↓
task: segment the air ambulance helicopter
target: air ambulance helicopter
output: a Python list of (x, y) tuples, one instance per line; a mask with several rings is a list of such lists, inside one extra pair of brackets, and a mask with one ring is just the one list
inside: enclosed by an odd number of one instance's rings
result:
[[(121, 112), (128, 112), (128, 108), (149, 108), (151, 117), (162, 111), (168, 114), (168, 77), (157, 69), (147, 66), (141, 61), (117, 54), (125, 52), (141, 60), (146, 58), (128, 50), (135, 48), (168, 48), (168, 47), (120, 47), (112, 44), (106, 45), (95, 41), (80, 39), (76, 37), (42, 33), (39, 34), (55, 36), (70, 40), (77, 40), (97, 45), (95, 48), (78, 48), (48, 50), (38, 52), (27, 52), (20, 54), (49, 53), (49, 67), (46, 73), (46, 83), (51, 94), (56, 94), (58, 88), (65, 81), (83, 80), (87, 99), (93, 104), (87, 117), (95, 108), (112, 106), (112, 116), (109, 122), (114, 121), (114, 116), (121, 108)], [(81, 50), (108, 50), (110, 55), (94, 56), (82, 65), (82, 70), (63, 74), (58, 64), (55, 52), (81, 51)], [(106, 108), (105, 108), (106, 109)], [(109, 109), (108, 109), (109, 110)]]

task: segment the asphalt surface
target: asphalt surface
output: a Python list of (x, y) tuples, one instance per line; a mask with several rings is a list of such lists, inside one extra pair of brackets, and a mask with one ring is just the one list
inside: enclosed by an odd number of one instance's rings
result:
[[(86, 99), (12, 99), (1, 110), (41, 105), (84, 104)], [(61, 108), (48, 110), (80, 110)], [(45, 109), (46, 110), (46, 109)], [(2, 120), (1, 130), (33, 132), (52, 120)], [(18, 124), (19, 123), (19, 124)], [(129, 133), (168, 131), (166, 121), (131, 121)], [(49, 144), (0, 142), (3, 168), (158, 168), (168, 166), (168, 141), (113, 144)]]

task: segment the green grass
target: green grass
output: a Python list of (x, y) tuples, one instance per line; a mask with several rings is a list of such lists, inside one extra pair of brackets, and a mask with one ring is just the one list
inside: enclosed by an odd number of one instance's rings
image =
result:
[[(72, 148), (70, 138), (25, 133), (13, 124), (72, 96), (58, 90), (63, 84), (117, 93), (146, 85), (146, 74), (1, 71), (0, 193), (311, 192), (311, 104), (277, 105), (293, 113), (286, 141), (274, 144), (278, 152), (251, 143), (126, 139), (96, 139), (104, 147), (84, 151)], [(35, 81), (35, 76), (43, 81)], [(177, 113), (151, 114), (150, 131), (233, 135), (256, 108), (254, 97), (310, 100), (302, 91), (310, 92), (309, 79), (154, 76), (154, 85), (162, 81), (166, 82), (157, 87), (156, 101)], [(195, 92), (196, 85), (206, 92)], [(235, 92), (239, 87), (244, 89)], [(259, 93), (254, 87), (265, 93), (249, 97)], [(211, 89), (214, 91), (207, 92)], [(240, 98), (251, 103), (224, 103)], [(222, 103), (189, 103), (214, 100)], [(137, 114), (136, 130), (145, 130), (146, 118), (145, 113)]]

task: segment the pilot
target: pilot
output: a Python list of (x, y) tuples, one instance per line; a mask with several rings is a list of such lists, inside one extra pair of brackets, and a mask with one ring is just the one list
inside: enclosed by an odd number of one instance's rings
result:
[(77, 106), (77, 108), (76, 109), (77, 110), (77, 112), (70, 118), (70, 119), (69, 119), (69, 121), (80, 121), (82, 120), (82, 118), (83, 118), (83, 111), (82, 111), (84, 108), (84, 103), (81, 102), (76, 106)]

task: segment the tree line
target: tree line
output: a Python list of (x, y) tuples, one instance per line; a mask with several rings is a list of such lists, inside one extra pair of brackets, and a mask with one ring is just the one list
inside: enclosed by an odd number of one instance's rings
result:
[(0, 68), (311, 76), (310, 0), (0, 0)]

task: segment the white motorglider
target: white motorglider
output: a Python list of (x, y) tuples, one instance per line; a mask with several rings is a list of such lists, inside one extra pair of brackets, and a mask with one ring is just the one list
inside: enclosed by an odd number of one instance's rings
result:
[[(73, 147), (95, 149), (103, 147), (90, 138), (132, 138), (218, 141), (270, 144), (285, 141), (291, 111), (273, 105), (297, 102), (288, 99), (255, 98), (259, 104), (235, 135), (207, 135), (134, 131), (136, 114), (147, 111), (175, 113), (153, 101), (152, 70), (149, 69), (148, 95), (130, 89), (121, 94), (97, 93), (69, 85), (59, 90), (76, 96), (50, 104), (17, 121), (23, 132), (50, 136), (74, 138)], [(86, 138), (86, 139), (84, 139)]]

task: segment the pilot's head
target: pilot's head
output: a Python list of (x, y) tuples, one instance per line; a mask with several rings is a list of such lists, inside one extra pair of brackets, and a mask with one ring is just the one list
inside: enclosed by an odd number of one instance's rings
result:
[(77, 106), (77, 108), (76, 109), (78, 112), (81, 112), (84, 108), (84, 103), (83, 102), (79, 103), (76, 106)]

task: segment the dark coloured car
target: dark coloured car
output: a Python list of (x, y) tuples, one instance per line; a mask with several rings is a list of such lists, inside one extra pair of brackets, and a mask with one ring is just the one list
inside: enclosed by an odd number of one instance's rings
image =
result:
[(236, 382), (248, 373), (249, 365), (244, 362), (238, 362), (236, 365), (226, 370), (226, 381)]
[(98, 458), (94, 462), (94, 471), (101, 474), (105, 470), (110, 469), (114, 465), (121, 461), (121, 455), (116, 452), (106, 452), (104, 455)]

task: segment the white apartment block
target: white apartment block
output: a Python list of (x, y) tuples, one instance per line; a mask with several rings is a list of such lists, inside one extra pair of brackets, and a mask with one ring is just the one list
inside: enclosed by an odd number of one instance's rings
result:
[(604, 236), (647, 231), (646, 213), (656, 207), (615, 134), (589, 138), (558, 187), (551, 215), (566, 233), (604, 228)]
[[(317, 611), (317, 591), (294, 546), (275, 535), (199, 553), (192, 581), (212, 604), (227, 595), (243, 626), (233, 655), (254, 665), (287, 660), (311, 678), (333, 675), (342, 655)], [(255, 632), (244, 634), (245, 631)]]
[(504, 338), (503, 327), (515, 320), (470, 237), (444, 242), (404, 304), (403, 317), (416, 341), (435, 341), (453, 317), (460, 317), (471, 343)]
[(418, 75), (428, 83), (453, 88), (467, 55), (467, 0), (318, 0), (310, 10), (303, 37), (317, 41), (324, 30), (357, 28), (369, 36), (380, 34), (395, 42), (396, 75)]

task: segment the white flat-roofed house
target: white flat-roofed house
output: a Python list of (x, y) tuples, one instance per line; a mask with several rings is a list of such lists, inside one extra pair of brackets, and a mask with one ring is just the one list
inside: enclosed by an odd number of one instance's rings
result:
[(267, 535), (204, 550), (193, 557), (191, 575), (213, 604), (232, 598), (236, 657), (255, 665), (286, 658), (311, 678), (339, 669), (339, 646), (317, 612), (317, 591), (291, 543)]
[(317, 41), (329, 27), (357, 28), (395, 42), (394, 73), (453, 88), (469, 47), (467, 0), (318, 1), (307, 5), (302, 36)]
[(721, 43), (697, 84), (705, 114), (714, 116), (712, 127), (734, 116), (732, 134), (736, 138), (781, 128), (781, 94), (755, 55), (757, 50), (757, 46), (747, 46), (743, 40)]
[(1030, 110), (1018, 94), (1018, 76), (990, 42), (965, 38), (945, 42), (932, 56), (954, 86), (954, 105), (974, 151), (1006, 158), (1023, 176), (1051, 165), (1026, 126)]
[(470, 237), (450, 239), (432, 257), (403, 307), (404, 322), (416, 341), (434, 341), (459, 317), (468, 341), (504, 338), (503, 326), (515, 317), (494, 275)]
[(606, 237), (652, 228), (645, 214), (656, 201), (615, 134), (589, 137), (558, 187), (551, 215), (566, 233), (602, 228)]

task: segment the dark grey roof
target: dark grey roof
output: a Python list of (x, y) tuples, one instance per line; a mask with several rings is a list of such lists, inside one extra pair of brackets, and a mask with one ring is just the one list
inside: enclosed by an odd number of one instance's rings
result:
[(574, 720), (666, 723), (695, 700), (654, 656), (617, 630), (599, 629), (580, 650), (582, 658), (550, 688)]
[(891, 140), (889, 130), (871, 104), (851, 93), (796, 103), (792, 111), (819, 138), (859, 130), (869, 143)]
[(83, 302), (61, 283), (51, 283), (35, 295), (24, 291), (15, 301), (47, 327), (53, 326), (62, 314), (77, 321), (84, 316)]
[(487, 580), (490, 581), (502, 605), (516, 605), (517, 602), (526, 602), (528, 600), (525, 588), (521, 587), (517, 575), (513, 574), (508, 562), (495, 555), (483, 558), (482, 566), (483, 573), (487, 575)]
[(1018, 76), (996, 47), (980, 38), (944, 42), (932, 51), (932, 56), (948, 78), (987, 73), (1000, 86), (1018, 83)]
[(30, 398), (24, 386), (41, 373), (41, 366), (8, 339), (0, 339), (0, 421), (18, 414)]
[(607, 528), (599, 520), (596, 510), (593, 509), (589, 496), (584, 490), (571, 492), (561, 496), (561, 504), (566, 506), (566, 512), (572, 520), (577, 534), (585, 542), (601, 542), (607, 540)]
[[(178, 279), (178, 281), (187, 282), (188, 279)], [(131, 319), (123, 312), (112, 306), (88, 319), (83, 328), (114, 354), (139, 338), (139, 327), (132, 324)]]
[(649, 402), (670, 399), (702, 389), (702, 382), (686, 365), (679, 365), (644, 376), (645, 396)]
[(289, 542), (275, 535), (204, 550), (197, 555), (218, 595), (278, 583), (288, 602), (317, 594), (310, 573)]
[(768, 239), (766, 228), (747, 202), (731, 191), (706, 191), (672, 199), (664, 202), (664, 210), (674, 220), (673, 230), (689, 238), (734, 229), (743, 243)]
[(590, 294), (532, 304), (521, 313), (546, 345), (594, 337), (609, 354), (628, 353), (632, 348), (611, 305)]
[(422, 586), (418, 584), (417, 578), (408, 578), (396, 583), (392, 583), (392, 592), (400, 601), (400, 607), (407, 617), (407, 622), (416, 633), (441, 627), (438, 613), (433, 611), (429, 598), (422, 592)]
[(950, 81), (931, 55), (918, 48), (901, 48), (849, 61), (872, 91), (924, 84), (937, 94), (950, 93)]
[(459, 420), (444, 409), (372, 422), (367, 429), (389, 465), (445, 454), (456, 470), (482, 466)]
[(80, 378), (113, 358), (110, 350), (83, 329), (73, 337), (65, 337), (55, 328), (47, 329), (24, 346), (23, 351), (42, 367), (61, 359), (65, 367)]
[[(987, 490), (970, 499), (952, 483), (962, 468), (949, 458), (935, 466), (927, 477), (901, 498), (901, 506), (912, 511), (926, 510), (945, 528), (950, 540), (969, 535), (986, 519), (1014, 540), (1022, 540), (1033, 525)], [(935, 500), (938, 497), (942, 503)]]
↑
Which lines in the entries above contain the string "ambulance"? Pick out each one and copy it whole, treating uppercase and lowercase as different.

task: segment the air ambulance helicopter
target: air ambulance helicopter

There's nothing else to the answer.